Nevertheless, my typing is without doubt the loudest in the computer area, and draws glances like a spoiled haunch of roadkill draws the circling flies, eager to breed and sow outright, squirming stares.
*
Pretty settled into the new place. Obviously I have been very busy with that, plus it's not like work just stops, and the new budget has not yet allowed for getting internet hooked up. Probably I'll look at that starting December or the New Year. Til then I'll hope to get a better keyboard when I come to write posts here at the library. Updates will probably be kinda sporadic this month.
Next time I will write out all the lists I owe you, dear reader, and bring them here to type them into the post. I know how everybody loves all the lists. Gonna be some long ones. Remember how shortly before I started filling this text field with lists, I talked about how I don't really write lists anymore? How I wrote a whole post about not having pictures of myself on the internet, and now I use instagram like a mad bastard, microblogging almost as explicitly as I blog?
Just not a fan of setting anything in stone. The right to change your mind is an important one to reserve, and doing so requires a set of muscles it is important to keep limber.
*
Ok, I'm sober and I hate it, so I'm going to be done for now. Last time I came to the library to write a post was Saturday, the ninth of the month, and on that day I had a joint for the walk here and a joint for the walk home but what I did not have was my phone, which is a requirement for logging into the blog machine. Man I felt put out. Man did I feel a fool. Then I felt better, as I smoked my second joint.
Also I have seen three regular customers from work in the short time I've been here and it is difficult to put into words how much it irks me to lay eyes on them.
*
Been writing into my notebooks with a variety of pencils. Generating some shit. If this keeps up I might open 2020 with a new book. The poems currently spilling from my guts in electrifying fugue states (the new desk works just fine, happy to note; good desks want you to get down to fucking business on them) are very pleasing to me. Hitting one of those rare veins that really gushes, words coming pretty much right the first time, requiring only a light burnish. As opposed to shitting something out knowing in your heart that maybe it can be fixed, but most likely it wants fire to cleanse it.
peace the fuck out and get tough or die crying
--JL
p.s. Oh! Halloween was great. Did a rad job with my costume.
p.s. Oh! Halloween was great. Did a rad job with my costume.

_Dataset_.
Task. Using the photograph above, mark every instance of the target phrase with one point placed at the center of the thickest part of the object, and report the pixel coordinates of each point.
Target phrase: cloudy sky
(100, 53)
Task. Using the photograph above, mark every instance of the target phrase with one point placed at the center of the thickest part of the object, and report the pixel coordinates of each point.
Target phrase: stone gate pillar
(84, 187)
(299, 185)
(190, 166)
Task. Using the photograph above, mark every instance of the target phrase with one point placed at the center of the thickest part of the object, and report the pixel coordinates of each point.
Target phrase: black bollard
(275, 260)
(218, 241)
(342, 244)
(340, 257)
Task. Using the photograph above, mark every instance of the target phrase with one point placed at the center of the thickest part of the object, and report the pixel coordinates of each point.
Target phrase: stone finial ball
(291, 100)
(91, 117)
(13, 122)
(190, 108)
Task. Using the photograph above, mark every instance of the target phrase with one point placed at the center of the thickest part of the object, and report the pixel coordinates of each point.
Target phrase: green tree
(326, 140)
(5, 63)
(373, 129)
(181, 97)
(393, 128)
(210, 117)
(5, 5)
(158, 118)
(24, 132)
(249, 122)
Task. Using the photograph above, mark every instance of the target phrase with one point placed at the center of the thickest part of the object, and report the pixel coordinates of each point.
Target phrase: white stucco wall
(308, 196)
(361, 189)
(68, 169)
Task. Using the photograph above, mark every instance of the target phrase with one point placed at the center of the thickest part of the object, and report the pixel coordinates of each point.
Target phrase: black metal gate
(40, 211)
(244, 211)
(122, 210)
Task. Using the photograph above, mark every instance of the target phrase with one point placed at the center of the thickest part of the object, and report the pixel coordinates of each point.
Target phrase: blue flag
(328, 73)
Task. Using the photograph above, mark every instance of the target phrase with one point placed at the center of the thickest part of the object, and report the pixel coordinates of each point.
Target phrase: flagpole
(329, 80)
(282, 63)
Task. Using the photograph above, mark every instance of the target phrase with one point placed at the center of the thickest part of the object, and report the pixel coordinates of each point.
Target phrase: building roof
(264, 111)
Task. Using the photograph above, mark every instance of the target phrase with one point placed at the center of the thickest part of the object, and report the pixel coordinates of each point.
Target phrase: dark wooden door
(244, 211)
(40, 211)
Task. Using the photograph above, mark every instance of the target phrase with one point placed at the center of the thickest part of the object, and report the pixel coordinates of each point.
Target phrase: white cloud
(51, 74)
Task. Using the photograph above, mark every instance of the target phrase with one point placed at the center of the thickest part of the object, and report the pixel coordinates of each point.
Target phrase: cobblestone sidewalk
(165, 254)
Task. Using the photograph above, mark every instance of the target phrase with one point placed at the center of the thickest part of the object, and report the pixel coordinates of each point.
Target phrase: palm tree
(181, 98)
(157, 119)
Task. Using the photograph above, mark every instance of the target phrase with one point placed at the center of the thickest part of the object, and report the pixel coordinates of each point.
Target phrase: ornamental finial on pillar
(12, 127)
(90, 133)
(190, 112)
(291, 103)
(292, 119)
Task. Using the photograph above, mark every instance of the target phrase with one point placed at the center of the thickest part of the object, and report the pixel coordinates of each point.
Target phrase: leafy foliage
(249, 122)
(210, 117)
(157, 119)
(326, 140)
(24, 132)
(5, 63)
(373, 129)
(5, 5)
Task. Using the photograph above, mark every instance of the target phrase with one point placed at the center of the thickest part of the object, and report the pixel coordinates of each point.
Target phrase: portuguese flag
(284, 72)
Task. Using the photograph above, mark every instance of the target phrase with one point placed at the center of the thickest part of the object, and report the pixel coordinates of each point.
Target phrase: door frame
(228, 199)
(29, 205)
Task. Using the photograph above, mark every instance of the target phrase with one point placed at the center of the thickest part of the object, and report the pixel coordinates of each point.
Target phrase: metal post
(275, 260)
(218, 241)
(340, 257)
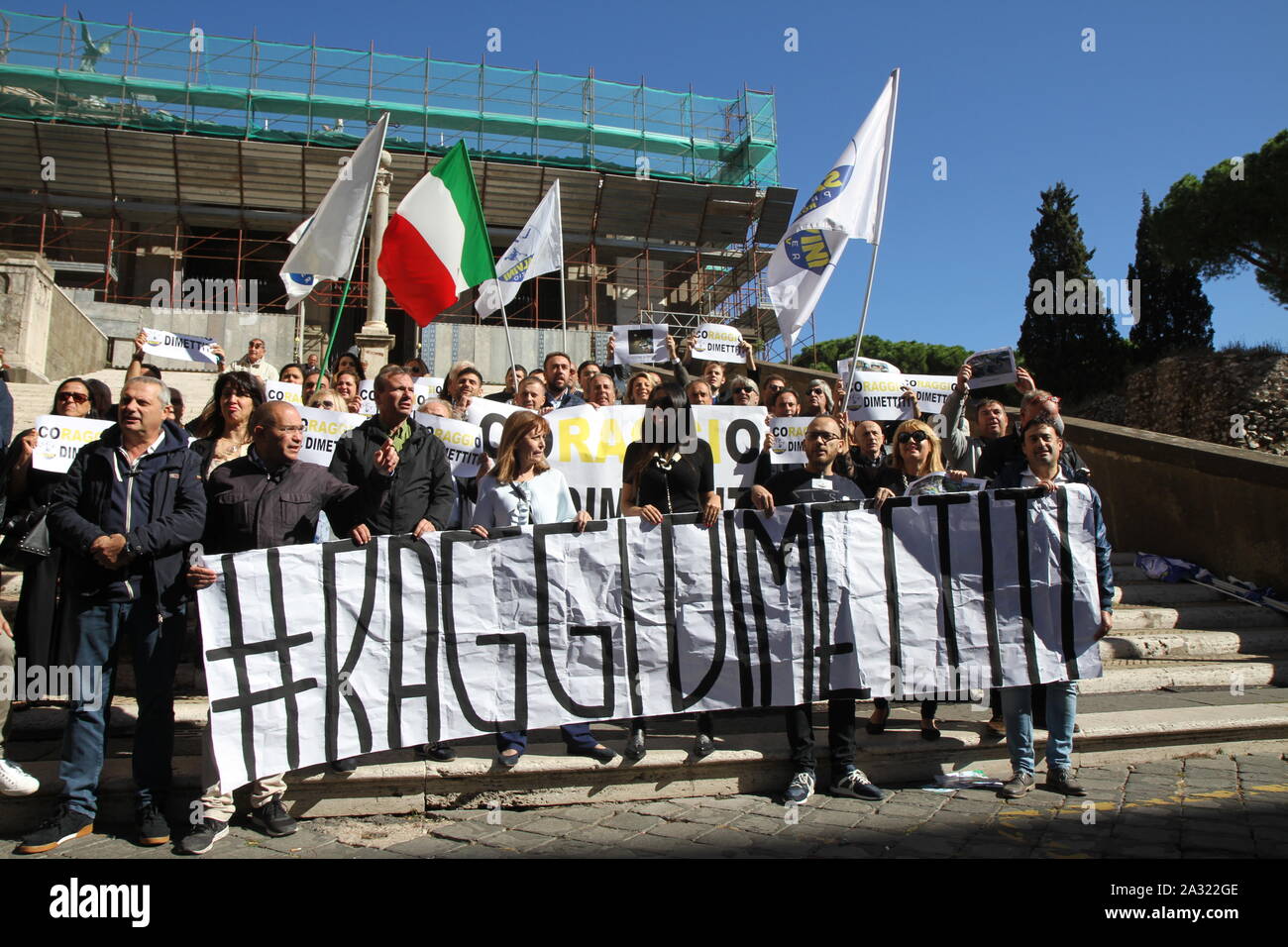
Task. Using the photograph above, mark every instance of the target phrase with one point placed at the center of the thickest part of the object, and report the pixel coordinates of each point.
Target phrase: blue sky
(1003, 90)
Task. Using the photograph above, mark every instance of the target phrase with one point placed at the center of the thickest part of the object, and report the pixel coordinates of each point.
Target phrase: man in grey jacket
(262, 500)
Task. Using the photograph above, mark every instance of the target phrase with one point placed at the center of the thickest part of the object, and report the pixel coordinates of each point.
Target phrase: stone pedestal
(375, 350)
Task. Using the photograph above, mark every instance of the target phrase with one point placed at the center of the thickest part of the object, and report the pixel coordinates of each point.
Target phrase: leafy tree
(1236, 217)
(1068, 335)
(1173, 312)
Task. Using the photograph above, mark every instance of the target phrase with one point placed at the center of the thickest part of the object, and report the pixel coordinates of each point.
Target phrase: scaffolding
(60, 68)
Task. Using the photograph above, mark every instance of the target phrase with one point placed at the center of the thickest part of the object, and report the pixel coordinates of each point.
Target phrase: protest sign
(283, 390)
(716, 343)
(879, 395)
(403, 642)
(368, 397)
(428, 388)
(184, 348)
(463, 442)
(640, 344)
(992, 368)
(321, 431)
(789, 440)
(58, 440)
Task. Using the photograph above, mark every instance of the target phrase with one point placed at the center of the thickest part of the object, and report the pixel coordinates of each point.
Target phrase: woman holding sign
(523, 488)
(44, 631)
(223, 428)
(915, 454)
(669, 471)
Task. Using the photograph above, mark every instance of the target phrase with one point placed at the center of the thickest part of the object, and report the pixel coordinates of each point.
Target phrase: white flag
(297, 285)
(329, 248)
(846, 205)
(537, 249)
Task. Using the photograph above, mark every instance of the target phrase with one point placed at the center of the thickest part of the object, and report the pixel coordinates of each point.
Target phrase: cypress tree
(1068, 337)
(1173, 312)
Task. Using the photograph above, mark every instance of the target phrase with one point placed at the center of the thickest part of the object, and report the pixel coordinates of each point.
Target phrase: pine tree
(1068, 337)
(1173, 312)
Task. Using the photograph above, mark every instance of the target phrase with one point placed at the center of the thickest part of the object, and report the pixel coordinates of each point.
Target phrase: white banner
(717, 343)
(640, 344)
(355, 650)
(284, 390)
(789, 440)
(321, 431)
(183, 348)
(877, 395)
(992, 368)
(463, 441)
(58, 440)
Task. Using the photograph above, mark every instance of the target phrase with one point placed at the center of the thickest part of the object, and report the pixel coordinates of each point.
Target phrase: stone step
(1128, 676)
(1164, 594)
(1198, 616)
(743, 762)
(1193, 643)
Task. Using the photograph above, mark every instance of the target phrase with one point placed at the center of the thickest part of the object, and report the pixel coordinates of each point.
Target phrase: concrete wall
(46, 335)
(1223, 508)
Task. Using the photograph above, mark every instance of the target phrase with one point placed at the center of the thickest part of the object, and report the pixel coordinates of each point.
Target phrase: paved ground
(1197, 808)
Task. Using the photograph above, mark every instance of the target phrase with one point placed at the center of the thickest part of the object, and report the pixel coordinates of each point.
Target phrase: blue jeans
(1061, 709)
(578, 736)
(156, 646)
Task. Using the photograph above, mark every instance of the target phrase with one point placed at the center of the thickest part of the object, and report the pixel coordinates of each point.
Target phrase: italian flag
(436, 247)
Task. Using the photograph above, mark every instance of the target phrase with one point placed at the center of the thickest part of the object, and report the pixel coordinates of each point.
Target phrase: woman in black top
(44, 628)
(669, 471)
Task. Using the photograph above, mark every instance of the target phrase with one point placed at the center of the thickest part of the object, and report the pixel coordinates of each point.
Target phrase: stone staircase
(1188, 672)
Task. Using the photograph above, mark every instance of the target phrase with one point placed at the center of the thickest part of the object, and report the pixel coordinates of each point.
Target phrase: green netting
(124, 76)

_Requests_.
1. Write out the part of the blog post from "Next time I" up to and including "to keep limber.".
2. How many lines in the rows contain the word "door"? Reply with only the number.
The blog post and the rows have nothing to do with each other.

_Answer set_.
1.
Next time I will write out all the lists I owe you, dear reader, and bring them here to type them into the post. I know how everybody loves all the lists. Gonna be some long ones. Remember how shortly before I started filling this text field with lists, I talked about how I don't really write lists anymore? How I wrote a whole post about not having pictures of myself on the internet, and now I use instagram like a mad bastard, microblogging almost as explicitly as I blog?
Just not a fan of setting anything in stone. The right to change your mind is an important one to reserve, and doing so requires a set of muscles it is important to keep limber.

2. 2